#### Task
List every line in the material below that contains the string "tiered", treating uppercase and lowercase as different.

>> start Data for this task

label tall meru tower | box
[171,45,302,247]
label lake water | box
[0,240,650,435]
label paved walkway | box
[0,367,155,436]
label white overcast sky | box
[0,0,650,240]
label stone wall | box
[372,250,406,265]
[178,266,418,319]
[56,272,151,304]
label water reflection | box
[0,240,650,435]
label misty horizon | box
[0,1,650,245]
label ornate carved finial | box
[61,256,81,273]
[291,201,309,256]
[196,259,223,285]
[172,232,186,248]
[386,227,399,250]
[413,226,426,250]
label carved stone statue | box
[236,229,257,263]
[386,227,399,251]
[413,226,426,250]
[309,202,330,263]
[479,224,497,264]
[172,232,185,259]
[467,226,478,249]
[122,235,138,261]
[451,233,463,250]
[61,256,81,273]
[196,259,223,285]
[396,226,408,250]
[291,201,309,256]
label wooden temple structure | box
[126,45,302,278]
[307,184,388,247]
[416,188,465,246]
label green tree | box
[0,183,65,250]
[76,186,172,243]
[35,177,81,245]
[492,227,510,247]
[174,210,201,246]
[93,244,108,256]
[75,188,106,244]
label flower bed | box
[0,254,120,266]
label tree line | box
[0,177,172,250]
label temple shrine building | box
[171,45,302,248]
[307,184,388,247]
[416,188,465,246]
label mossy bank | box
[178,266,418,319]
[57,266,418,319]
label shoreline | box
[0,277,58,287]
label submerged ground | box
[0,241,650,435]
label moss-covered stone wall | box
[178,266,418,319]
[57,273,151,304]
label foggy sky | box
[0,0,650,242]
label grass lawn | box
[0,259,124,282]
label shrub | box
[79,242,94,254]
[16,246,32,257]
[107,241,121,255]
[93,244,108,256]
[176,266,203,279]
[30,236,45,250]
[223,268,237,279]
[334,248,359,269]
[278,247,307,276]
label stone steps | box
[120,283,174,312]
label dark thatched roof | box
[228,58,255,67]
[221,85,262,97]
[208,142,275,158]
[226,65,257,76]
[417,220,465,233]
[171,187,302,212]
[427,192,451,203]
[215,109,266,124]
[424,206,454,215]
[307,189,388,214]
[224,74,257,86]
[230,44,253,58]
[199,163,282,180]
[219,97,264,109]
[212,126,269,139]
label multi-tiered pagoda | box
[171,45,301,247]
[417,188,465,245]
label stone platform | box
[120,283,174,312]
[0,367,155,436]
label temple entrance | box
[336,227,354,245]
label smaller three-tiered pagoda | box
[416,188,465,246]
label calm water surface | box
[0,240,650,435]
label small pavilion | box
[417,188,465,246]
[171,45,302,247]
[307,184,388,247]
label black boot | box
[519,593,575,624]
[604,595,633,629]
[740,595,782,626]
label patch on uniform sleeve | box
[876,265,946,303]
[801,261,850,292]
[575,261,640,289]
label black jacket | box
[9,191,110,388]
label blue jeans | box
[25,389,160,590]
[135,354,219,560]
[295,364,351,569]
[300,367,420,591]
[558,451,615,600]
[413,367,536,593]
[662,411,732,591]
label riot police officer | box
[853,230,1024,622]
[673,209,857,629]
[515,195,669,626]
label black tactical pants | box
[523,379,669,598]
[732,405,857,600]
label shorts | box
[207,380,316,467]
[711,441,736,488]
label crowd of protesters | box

>> end Data for this task

#### Solution for this task
label multi-tiered pagoda | box
label smaller three-tiered pagoda | box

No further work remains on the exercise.